┌─ PASSAGE
Abstract Background and Aim: Primary sclerosing cholangitis (PSC) is a rare chronic disease in Singapore and its epidemiological profile has not been described previously. The present study aimed to define the demographic and clinical profile of patients with PSC in Singapore.
Methods: The case records of patients with PSC seen at Changi General Hospital were analyzed in terms of demographic profile, clinical presentation, clinical course, treatment and complications.
Results: Ten cases of PSC were diagnosed over a 10-year period. The male:female ratio was 9:1. The median age of diagnosis was 49.5 years (mean: 50.9 years; range: 35–63 years). With regards to clinical presentation, seven patients had hepatobiliary sepsis, two patients had asymptomatic liver biochemistry abnormalities while one patient had cholestatic jaundice. Prevalence rate of perinuclear antineutrophil cytoplasmic antibody (pANCA) was 20%. Symptomatic inflammatory bowel disease (IBD) was diagnosed in 20% of PSC cases. Eight patients (80%) had intrahepatic ductal involvement while two patients (20%) had combined intrahepatic and extrahepatic ductal involvement on endoscopic retrograde cholangiopancreatography (ERCP). The prevalence rate of recurrent cholangitis was 30% while that of recurrent liver abscess, cirrhosis and common bile duct stricture were all 10%. The mean duration of follow up was 6.6 years with one death from liver failure.
Conclusion: The clinical profile of patients with PSC in Singapore appears to differ with other published data, with a greater number presenting with hepatobiliary sepsis and less frequent association with IBD and pANCA. It is hypothesized that this may be related to differences in environmental triggers and genetic susceptibility.
└─
┌─ INFORMATION PROVIDED
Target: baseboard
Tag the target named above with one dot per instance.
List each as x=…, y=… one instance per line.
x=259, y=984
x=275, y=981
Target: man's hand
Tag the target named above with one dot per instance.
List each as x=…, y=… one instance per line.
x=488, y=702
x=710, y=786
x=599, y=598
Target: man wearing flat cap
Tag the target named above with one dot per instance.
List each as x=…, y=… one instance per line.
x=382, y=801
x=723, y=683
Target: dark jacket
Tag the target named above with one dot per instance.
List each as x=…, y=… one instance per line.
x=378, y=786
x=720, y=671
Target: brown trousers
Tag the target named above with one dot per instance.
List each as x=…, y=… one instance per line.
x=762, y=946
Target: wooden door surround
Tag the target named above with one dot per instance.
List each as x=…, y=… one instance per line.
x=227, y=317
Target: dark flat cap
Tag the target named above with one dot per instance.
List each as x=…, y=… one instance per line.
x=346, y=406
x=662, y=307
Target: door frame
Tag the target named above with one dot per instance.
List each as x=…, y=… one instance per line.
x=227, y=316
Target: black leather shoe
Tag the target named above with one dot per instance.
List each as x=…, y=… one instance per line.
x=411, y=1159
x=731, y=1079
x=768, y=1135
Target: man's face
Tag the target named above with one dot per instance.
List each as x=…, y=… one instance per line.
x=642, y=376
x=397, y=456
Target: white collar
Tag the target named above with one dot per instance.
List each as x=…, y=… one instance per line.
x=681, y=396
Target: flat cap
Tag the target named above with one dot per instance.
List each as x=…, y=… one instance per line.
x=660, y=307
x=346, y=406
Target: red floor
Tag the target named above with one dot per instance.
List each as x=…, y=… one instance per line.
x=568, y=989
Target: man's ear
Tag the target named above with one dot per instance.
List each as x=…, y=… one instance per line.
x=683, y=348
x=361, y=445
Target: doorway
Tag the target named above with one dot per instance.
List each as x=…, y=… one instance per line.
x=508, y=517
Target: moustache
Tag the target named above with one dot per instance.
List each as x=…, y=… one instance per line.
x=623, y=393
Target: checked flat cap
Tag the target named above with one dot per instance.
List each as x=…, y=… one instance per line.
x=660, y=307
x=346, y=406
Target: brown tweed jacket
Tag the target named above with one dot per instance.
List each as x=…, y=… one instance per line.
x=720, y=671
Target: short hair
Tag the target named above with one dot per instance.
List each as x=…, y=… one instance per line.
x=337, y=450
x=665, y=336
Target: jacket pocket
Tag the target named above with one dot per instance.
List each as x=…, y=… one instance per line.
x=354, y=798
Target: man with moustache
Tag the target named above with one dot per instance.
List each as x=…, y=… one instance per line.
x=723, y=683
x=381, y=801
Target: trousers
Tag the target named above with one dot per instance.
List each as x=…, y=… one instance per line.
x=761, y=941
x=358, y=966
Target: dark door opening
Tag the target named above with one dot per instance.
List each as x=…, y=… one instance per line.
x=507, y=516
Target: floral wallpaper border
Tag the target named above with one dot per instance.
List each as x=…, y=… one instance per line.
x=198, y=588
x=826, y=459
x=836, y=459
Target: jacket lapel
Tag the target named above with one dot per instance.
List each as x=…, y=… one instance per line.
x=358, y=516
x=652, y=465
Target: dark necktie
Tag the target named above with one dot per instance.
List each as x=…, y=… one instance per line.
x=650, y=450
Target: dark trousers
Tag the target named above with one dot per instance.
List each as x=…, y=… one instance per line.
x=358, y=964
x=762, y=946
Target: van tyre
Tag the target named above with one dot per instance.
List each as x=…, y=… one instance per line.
└─
*WORK TASK 1*
Decide whether each statement agrees with the abstract: (a) the case records came from Changi General Hospital; (b) most of the patients were women; (c) no patient died during follow-up. For each, answer yes or no and quote the deciding words.
*WORK TASK 2*
Summarize the abstract in two sentences.
*WORK TASK 3*
Repeat everything in the abstract from "Conclusion: The clinical" down to "and genetic susceptibility.".

*EXPECTED ANSWER 1*
(a) Yes: "The case records of patients with PSC seen at Changi General Hospital were analyzed"
(b) No: "The male:female ratio was 9:1."
(c) No: "The mean duration of follow up was 6.6 years with one death from liver failure."

*EXPECTED ANSWER 2*
A study of ten primary sclerosing cholangitis cases diagnosed over 10 years at Changi General Hospital found that nearly all patients were male and that most first presented with hepatobiliary sepsis. The authors conclude that PSC in Singapore appears to differ from other published data, with less frequent association with IBD and pANCA, possibly because of differences in environmental triggers and genetic susceptibility.

*EXPECTED ANSWER 3*
Conclusion: The clinical profile of patients with PSC in Singapore appears to differ with other published data, with a greater number presenting with hepatobiliary sepsis and less frequent association with IBD and pANCA. It is hypothesized that this may be related to differences in environmental triggers and genetic susceptibility.